### Quoted text
____________________

Dr More decided a mentoring programme, with the Career Services team headed by Abdul Razzak Sohail, Head, Corporate Alliances,  specifically for young female graduates, would build those bridges between industry and academia, as well as encourage more women into traditionally male-dominated fields.

“I wanted our graduates to connect with industry leaders early,” says Dr More. “I also wanted something specifically for female students because we see far fewer of them entering the construction sector.”

Her Tomorrow Begins Today was the answer. The mentoring programme, developed by Dr More, matches young woman graduates just entering the workforce with experienced executives from their chosen industry. Graduates from 2019 have been the first to experience the benefits in the pilot programme. While the relationship between the mentor and mentee is intended to last nine months, participants may continue working together if they wish.

____________________

### Supplied material
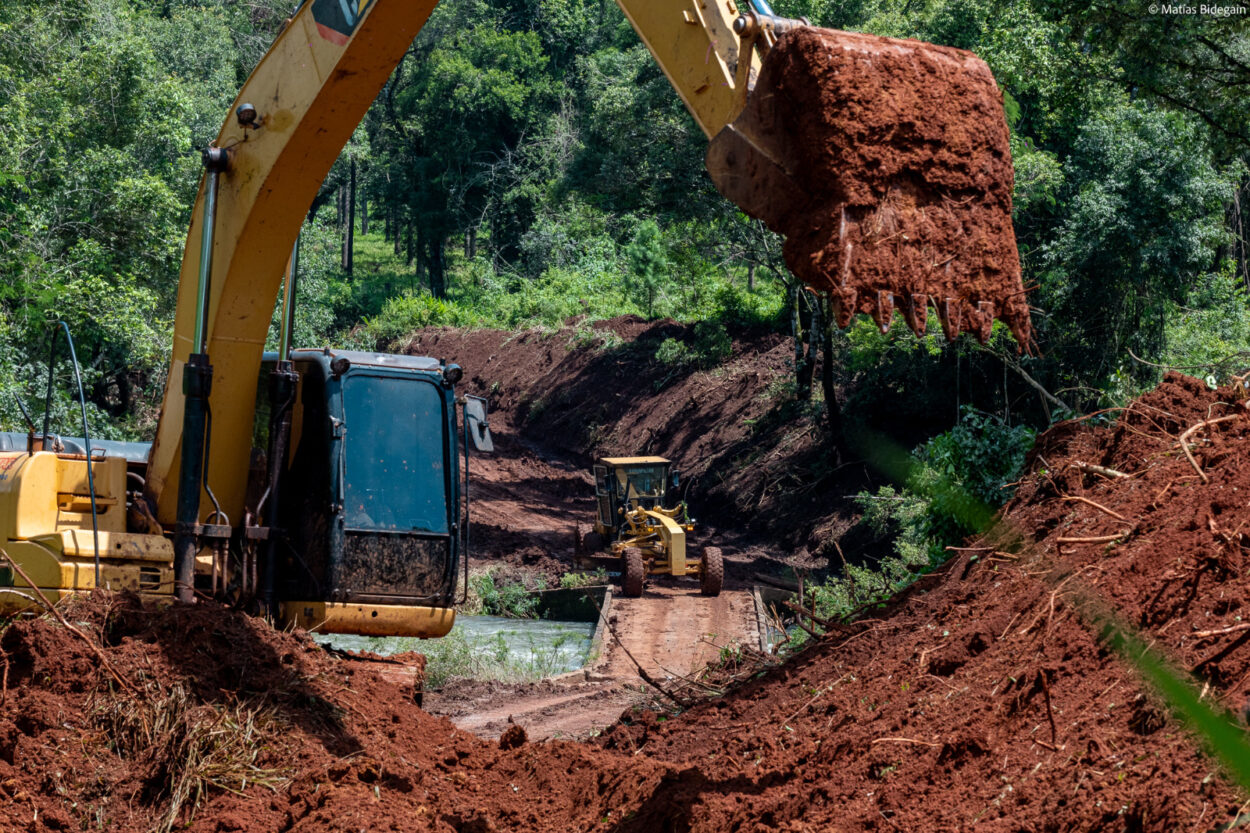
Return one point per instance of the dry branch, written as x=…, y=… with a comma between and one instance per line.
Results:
x=1096, y=505
x=924, y=743
x=1220, y=632
x=1184, y=442
x=1093, y=539
x=1099, y=469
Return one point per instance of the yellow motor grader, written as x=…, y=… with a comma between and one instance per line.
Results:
x=643, y=527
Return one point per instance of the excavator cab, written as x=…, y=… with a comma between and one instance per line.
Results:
x=371, y=525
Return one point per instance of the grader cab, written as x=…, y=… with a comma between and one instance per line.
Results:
x=641, y=527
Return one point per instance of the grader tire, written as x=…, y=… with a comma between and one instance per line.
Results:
x=713, y=568
x=633, y=572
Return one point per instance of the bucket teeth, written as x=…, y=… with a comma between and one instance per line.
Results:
x=884, y=312
x=950, y=314
x=844, y=305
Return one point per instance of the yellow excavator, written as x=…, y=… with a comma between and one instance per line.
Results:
x=329, y=488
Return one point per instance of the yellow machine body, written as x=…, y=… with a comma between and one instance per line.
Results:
x=45, y=527
x=369, y=619
x=660, y=537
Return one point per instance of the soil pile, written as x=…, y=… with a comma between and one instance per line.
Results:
x=885, y=165
x=981, y=702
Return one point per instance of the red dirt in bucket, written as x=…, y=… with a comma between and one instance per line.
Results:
x=896, y=186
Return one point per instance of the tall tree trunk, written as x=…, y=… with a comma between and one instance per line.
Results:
x=800, y=327
x=833, y=410
x=349, y=215
x=436, y=263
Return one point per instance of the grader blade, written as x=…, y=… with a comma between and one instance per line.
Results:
x=885, y=165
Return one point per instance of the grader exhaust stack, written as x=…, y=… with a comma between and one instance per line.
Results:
x=885, y=165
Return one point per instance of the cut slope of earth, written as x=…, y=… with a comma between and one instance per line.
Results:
x=751, y=468
x=931, y=714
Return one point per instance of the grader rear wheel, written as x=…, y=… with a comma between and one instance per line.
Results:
x=713, y=570
x=633, y=572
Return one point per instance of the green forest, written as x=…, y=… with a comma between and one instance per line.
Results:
x=528, y=161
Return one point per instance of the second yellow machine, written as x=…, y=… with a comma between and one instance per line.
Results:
x=644, y=527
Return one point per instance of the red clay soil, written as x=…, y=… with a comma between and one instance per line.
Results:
x=898, y=178
x=979, y=703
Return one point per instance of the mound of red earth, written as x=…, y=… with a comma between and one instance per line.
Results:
x=885, y=164
x=975, y=701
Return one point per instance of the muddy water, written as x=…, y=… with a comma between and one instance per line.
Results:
x=555, y=647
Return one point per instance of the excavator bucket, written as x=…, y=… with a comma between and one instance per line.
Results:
x=885, y=165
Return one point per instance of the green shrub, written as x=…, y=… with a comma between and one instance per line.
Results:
x=510, y=599
x=575, y=580
x=981, y=454
x=710, y=347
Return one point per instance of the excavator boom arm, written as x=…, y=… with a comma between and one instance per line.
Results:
x=309, y=93
x=915, y=210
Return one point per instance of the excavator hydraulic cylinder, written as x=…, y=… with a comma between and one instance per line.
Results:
x=196, y=387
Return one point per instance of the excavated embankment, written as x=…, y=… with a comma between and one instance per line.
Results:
x=978, y=699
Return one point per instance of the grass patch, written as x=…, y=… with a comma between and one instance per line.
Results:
x=460, y=656
x=498, y=598
x=189, y=748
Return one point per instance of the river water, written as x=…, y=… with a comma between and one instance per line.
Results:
x=540, y=647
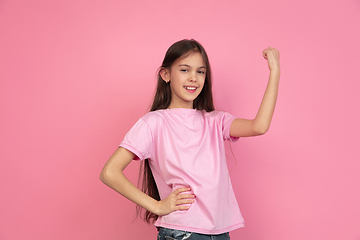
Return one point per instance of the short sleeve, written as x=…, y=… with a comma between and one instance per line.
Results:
x=139, y=140
x=227, y=119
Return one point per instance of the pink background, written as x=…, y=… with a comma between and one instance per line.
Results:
x=76, y=75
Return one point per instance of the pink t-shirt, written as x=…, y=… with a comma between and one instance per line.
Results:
x=185, y=148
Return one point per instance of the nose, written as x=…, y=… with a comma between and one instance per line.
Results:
x=192, y=77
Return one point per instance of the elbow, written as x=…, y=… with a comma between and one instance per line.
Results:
x=105, y=176
x=261, y=130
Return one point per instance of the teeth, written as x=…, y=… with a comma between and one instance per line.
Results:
x=191, y=88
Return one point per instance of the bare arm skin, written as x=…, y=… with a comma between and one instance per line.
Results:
x=112, y=175
x=261, y=123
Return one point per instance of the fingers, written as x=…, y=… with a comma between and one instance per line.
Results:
x=181, y=190
x=272, y=55
x=270, y=50
x=183, y=200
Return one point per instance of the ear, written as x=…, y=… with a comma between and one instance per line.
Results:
x=165, y=74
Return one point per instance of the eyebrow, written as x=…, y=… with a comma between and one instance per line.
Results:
x=185, y=65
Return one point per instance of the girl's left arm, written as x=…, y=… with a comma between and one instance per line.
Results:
x=261, y=123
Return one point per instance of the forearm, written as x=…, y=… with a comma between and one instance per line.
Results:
x=263, y=118
x=118, y=182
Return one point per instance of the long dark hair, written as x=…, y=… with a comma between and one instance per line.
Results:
x=162, y=100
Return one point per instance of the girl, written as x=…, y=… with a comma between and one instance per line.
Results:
x=186, y=186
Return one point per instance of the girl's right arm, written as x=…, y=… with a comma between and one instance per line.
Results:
x=112, y=175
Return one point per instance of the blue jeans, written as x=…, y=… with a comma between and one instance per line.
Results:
x=171, y=234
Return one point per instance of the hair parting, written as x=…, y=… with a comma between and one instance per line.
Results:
x=162, y=99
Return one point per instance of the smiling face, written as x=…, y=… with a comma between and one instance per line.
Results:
x=186, y=78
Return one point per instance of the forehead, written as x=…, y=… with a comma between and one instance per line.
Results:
x=193, y=59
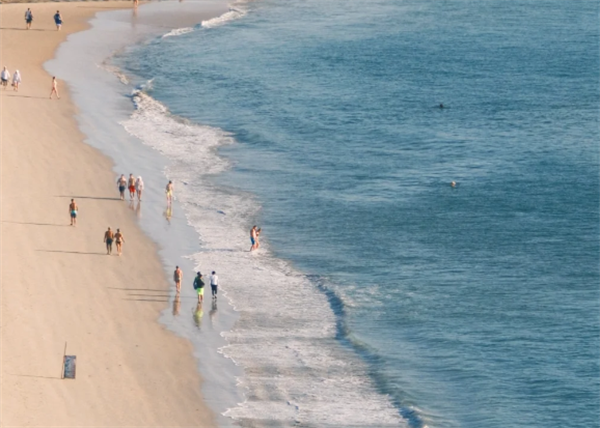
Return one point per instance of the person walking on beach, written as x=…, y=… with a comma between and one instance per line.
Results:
x=214, y=284
x=121, y=183
x=16, y=80
x=4, y=77
x=131, y=185
x=54, y=88
x=119, y=239
x=57, y=20
x=254, y=233
x=73, y=208
x=199, y=287
x=139, y=187
x=169, y=192
x=177, y=277
x=108, y=238
x=28, y=18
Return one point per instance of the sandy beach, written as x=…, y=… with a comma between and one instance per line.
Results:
x=58, y=284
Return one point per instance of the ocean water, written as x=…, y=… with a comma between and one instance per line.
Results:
x=381, y=295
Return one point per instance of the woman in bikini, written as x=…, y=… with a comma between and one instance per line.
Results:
x=108, y=238
x=131, y=185
x=119, y=239
x=54, y=88
x=169, y=192
x=139, y=186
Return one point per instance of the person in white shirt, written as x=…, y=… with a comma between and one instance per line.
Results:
x=16, y=80
x=214, y=284
x=5, y=77
x=139, y=187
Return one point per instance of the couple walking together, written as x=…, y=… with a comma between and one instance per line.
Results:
x=198, y=283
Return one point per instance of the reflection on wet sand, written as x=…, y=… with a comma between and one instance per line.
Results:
x=168, y=213
x=136, y=206
x=176, y=304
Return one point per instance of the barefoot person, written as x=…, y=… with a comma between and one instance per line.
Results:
x=121, y=184
x=131, y=186
x=54, y=88
x=199, y=287
x=28, y=18
x=4, y=77
x=73, y=208
x=139, y=187
x=254, y=232
x=108, y=238
x=119, y=240
x=169, y=192
x=214, y=284
x=57, y=20
x=16, y=80
x=177, y=277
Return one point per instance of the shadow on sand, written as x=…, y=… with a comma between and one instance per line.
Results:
x=100, y=198
x=35, y=224
x=72, y=252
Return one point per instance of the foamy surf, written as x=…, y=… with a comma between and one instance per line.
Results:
x=231, y=15
x=178, y=32
x=296, y=372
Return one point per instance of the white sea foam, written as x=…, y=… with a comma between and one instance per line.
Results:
x=231, y=15
x=295, y=371
x=178, y=32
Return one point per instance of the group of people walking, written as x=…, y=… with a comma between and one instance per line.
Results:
x=5, y=78
x=198, y=283
x=29, y=19
x=134, y=185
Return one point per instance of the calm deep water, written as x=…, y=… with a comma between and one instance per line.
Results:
x=475, y=306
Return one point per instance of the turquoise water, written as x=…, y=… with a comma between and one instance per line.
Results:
x=475, y=306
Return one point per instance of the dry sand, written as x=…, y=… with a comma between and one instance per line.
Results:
x=58, y=284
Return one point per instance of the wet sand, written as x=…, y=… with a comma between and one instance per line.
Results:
x=58, y=284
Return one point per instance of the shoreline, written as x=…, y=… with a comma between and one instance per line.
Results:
x=54, y=287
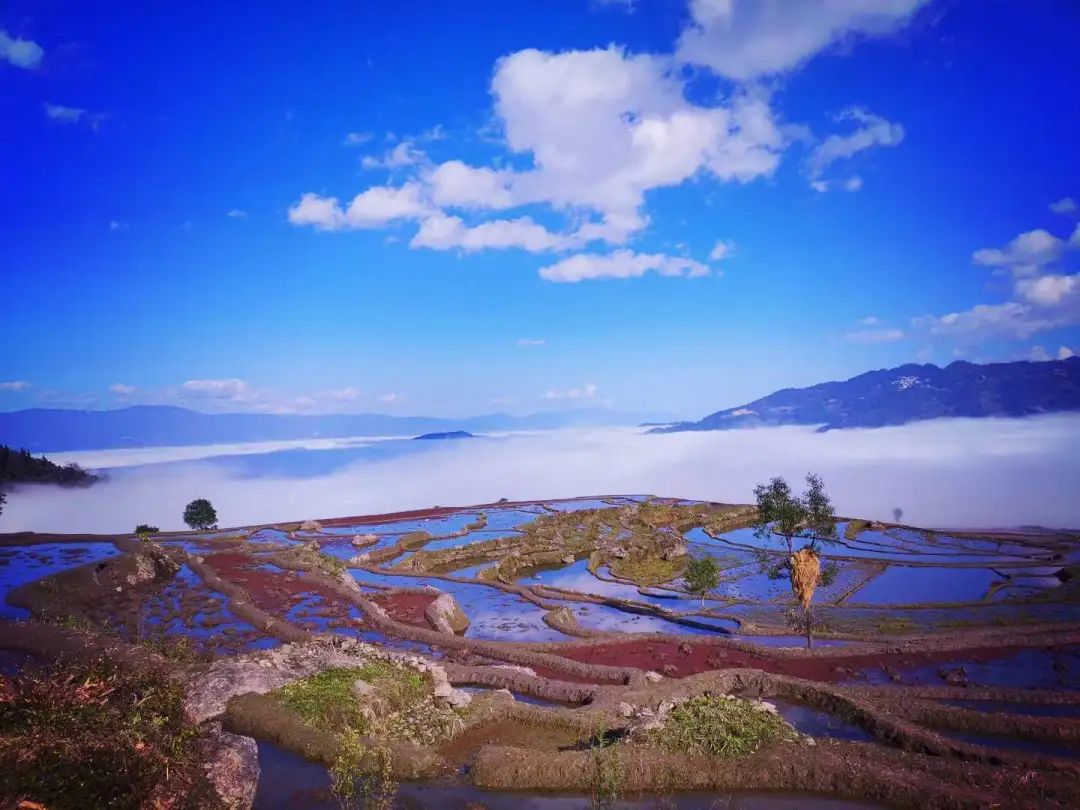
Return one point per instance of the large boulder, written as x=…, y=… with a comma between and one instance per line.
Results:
x=232, y=767
x=445, y=615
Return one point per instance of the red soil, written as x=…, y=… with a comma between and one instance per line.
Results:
x=697, y=658
x=405, y=607
x=274, y=592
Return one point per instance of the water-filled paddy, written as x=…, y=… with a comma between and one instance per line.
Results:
x=23, y=564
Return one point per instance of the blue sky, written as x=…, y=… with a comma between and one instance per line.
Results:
x=456, y=208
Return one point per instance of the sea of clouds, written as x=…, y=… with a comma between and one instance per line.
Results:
x=942, y=473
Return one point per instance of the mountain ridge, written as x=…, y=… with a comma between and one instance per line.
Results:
x=58, y=430
x=908, y=393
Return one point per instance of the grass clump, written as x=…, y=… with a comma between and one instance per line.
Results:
x=647, y=570
x=719, y=726
x=84, y=736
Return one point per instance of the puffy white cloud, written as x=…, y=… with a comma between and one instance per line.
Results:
x=356, y=138
x=1049, y=291
x=604, y=126
x=1065, y=205
x=875, y=336
x=743, y=39
x=871, y=131
x=443, y=232
x=455, y=184
x=64, y=115
x=232, y=389
x=402, y=154
x=721, y=250
x=1025, y=255
x=375, y=207
x=23, y=53
x=620, y=265
x=588, y=391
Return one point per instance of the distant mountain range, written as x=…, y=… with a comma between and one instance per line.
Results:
x=54, y=430
x=910, y=393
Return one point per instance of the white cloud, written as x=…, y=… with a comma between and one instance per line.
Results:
x=232, y=389
x=1065, y=205
x=356, y=138
x=455, y=184
x=23, y=53
x=64, y=115
x=744, y=39
x=403, y=154
x=604, y=127
x=721, y=250
x=588, y=391
x=1025, y=255
x=872, y=131
x=375, y=207
x=1049, y=291
x=874, y=336
x=939, y=472
x=443, y=232
x=621, y=265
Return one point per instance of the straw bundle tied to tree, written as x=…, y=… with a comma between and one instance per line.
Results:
x=806, y=568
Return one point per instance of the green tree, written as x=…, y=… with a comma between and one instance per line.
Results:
x=794, y=517
x=810, y=517
x=200, y=514
x=701, y=577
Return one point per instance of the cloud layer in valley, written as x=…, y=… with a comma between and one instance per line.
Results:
x=942, y=473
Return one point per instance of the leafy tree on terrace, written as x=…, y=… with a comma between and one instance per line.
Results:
x=701, y=576
x=809, y=516
x=200, y=514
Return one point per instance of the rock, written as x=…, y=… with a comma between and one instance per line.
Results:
x=445, y=615
x=232, y=767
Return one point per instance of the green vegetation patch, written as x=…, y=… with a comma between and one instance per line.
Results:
x=399, y=709
x=648, y=569
x=720, y=726
x=96, y=736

____________________

### Set problem 1
Lay out everything in the records from the start down to the line containing "x=641, y=527" as a numbered list, skipping blank lines and leaving out the pictures.
### Set problem 2
Carry on the piece about the mentoring program for young women graduates from where it stops.

### Output 1
1. Return one point per instance of the dry branch, written as x=…, y=… with a comma between and one instance per line.
2. Results:
3. x=1096, y=505
4. x=924, y=743
5. x=1220, y=632
6. x=1184, y=442
7. x=1093, y=539
8. x=1099, y=469
9. Return one point per instance of the yellow motor grader, written as x=…, y=… with a comma between and one instance per line.
10. Results:
11. x=643, y=527
12. Return one point per instance of the excavator cab, written as x=…, y=… with a comma between and one instance per line.
13. Results:
14. x=371, y=525
15. Return one point per instance of the grader cab, written as x=…, y=… with a comma between and one instance per line.
16. Results:
17. x=641, y=527

### Output 2
The pilot programme saw civil engineering graduate Tara Tom matched with Chris Seymour, Managing Director of Mott Macdonald Middle East.

"Chris has been an amazing mentor for Tara,” says Dr More. “I’ve seen how he is really guiding Tara to enhance her knowledge.

“It is clear mentoring is giving our graduates the confidence to approach their careers in a different way to what they would have done without the mentor’s influence,” she says. “A mentor can really make graduates think differently about what reading they should do, whom they should meet and what networking they can do to achieve their goals and plan their career.”

With feedback from participants in the pilot year pointing to success, Her Tomorrow Begins Today is set to expand for the next cohort of graduates, as well as being opened to students in the final years of study. The result will be more young women building bridges with their chosen industry at a crucially formative stage of their career.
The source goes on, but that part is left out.